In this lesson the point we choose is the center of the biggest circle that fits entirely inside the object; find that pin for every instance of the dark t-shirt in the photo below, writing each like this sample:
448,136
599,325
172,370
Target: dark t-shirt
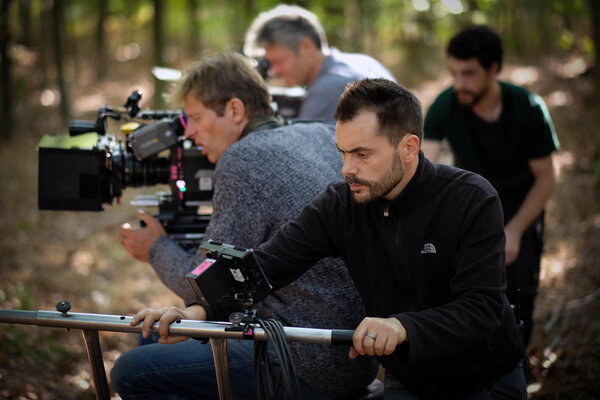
499,151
__________________________________________________
Copy every record exactly, dropping the images.

In this lesson the point we choose is the center of the biggest circle that fits entirely inside the object; find that pin for every instance of the dark t-shirt in the photo below, writing each like this sample:
448,136
599,325
172,370
Target: dark t-shirt
499,151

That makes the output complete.